▶ [Exercise goal]
Print out the entries that follow exactly, missing none.

▶ [Given entries]

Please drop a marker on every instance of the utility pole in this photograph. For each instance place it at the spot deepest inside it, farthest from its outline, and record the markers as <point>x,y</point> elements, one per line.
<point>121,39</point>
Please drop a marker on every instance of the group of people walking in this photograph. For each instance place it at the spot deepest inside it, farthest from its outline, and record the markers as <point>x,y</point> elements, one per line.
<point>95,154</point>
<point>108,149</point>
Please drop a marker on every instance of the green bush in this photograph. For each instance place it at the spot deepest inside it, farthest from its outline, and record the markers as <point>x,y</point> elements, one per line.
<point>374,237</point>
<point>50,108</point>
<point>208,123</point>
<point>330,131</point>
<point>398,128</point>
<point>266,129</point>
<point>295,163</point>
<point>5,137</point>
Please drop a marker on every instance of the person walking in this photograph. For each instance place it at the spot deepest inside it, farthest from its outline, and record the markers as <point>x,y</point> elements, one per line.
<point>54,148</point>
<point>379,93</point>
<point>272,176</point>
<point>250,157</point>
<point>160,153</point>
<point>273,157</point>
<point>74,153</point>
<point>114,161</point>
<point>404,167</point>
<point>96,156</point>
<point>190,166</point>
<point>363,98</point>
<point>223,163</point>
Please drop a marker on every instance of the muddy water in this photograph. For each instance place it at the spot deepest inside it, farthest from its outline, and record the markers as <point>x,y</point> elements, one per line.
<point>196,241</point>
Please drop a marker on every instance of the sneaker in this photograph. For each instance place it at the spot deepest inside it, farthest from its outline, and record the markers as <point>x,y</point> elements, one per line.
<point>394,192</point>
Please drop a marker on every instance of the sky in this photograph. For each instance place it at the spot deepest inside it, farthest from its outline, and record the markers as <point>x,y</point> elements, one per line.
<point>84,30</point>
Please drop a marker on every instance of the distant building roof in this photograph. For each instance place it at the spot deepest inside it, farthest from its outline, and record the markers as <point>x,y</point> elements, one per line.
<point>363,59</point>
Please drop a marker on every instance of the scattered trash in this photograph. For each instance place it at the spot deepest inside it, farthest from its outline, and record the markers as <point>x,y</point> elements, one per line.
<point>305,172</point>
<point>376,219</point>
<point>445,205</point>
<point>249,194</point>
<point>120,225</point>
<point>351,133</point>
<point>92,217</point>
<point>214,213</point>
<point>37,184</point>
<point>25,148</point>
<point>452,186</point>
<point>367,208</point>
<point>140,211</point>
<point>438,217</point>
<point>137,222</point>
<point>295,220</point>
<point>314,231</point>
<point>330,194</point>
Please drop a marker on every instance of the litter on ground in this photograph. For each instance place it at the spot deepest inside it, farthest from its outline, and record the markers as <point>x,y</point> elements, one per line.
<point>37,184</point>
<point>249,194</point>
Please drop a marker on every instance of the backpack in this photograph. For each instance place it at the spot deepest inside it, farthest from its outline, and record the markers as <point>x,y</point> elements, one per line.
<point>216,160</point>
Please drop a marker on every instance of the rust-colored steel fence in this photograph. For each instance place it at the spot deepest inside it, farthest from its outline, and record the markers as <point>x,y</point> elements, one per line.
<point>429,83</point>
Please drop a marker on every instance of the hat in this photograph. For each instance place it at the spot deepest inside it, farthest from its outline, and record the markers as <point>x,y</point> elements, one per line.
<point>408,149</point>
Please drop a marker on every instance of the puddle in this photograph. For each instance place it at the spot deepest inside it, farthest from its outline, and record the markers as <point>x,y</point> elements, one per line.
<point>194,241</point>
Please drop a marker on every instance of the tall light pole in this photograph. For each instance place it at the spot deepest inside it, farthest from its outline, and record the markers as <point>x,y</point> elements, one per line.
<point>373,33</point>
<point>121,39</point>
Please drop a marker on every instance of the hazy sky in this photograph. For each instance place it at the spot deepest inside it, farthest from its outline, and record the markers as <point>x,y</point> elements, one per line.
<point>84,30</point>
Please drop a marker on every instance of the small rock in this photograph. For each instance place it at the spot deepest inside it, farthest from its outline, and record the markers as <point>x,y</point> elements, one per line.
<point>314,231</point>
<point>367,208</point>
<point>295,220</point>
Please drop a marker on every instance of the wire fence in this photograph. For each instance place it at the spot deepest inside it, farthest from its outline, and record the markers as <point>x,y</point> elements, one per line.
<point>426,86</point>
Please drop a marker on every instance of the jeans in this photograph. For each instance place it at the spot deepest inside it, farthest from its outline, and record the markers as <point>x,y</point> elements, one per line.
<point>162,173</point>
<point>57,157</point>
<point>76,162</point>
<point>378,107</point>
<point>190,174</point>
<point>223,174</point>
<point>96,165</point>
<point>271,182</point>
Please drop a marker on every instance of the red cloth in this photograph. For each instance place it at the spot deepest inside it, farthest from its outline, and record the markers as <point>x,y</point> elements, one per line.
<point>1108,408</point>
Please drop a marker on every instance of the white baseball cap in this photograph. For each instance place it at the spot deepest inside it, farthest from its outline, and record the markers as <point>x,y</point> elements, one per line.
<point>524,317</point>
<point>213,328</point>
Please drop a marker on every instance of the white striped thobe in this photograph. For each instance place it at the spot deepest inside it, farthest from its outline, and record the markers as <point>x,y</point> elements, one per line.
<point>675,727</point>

▶ [Written solution]
Please drop a marker on every instance of the utility pole in this photograph. For each instance place it at the spot deepest inside it, farthest from its outline, and record the markers as <point>x,y</point> elements, one per line.
<point>121,39</point>
Please drop a marker on every instance of the group of people walking in this photograph. For each instance place it at the spot deepest inside it, farthest from its outline, and record the markers as <point>x,y</point> elements, one per line.
<point>95,154</point>
<point>108,149</point>
Please drop a marker on every instance of the green bush in this photograph. For each instance place it at the spot deepest inside it, farthest from its outline, and record the markers as <point>x,y</point> elements, one per line.
<point>374,237</point>
<point>50,108</point>
<point>208,123</point>
<point>330,131</point>
<point>398,128</point>
<point>266,129</point>
<point>295,163</point>
<point>5,137</point>
Please drop a marker on every instance of the person walking in this photograph. For each instance place it at the spot deepest inside it, farthest from its outline, and record the markers as <point>x,y</point> elements, one per line.
<point>54,148</point>
<point>379,93</point>
<point>272,176</point>
<point>250,157</point>
<point>160,153</point>
<point>273,157</point>
<point>74,153</point>
<point>114,161</point>
<point>404,167</point>
<point>96,156</point>
<point>190,166</point>
<point>363,98</point>
<point>223,163</point>
Please drop a marker on every instance of the muddy water in this photograph. For each instance place it at the spot deepest inside it, farthest from its outline, and record the markers as <point>x,y</point> elements, one per line.
<point>196,241</point>
Please drop a marker on every instance of the sneaker in this photograph. For each instance place it at the spot deepest inside it, farthest from its outline, and record the markers as <point>x,y</point> elements, one per line.
<point>394,192</point>
Please drop a marker on every instance of the sky in this photograph. For each instance place it at the spot deepest inside it, farthest from its outline, and record the markers as <point>x,y</point> elements, one per line.
<point>84,30</point>
Please drop a marker on every instance of the distant building roof in this photograph. For each instance place it at the spot deepest inside it, farthest from its outline, and record the markers as <point>x,y</point> elements, one per line.
<point>363,59</point>
Please drop a marker on every instance of the scattered trash in this photograph. For each instance place it at the spot deepest inside it, farthest from its outline, and record the markers as <point>x,y</point> elements, one per line.
<point>305,172</point>
<point>376,219</point>
<point>445,205</point>
<point>249,194</point>
<point>120,225</point>
<point>351,133</point>
<point>92,217</point>
<point>214,213</point>
<point>37,184</point>
<point>25,148</point>
<point>452,186</point>
<point>367,208</point>
<point>140,211</point>
<point>438,217</point>
<point>137,222</point>
<point>295,220</point>
<point>314,231</point>
<point>330,194</point>
Please drop a marker on every instance of the litter on ground in this photograph. For each instance place it at the spot deepest inside it, farthest from its outline, and record the markers as <point>x,y</point> elements, one per line.
<point>37,184</point>
<point>249,194</point>
Please drop a marker on every instance of the backpack in this photograph. For each instance place it at the spot deepest inside it, farthest from its outline, and record the markers as <point>x,y</point> elements, one per line.
<point>216,160</point>
Please drop a marker on every instance of the rust-colored steel fence in this photograph. For each instance place it at the spot deepest inside it, farthest from its outline, and record the markers as <point>x,y</point> elements, one per line.
<point>429,83</point>
Please drop a marker on every instance of the hat in this photograph. For each instance place it at the spot deepest inside it, farthest from its outline, and record the markers as <point>x,y</point> elements, one per line.
<point>408,149</point>
Please drop a marker on every instance of the puddle in this photograph. For each instance place it at the spot deepest inside it, farthest from its outline, and record the markers as <point>x,y</point> elements, one per line.
<point>194,241</point>
Please drop a marker on every instance of the tall light pole in this photograph. For each instance place it at the spot deepest inside it, farthest from its outline, and record the markers as <point>x,y</point> elements, one per line.
<point>373,33</point>
<point>121,39</point>
Please drop a marker on every instance of the hazy sky in this photograph. For each instance place it at the spot deepest inside it, farthest from its outline, and record the markers as <point>x,y</point> elements, one per line.
<point>84,30</point>
Please drop a marker on every instance of the small rock in this photograph. For each instance place it at the spot deepest inside it, farthest from its outline, and record the markers as <point>x,y</point> elements, one per line.
<point>314,231</point>
<point>367,208</point>
<point>295,220</point>
Please drop a marker on every instance of the wire fence in this photograph. For each instance place it at the spot deepest inside it, farthest from its outline, and record the markers as <point>x,y</point> elements, one per line.
<point>426,86</point>
Please drop a marker on every instance of the jeans in this photograph. For each instance place it at the spot deepest inside it, farthest from its outline, and record the markers as <point>x,y</point> elements, one per line.
<point>162,173</point>
<point>57,157</point>
<point>76,162</point>
<point>378,107</point>
<point>190,174</point>
<point>223,174</point>
<point>96,165</point>
<point>271,182</point>
Please drop a marker on every instance of the red cloth in this photograph. For each instance place it at the spot deepest inside it, farthest from its outline, and record the markers as <point>x,y</point> elements, one per line.
<point>1108,408</point>
Please drop a marker on every instance of the white baseball cap in this photograph. For each instance place it at the spot deepest inside it, farthest from its outline, and record the markers as <point>x,y</point> elements, one per line.
<point>524,317</point>
<point>213,328</point>
Please drop a marker on every instance of the white striped thobe in this photograph. For each instance place it at the spot deepest inside it, farthest from its outline, and record the markers as <point>x,y</point> elements, one per line.
<point>675,727</point>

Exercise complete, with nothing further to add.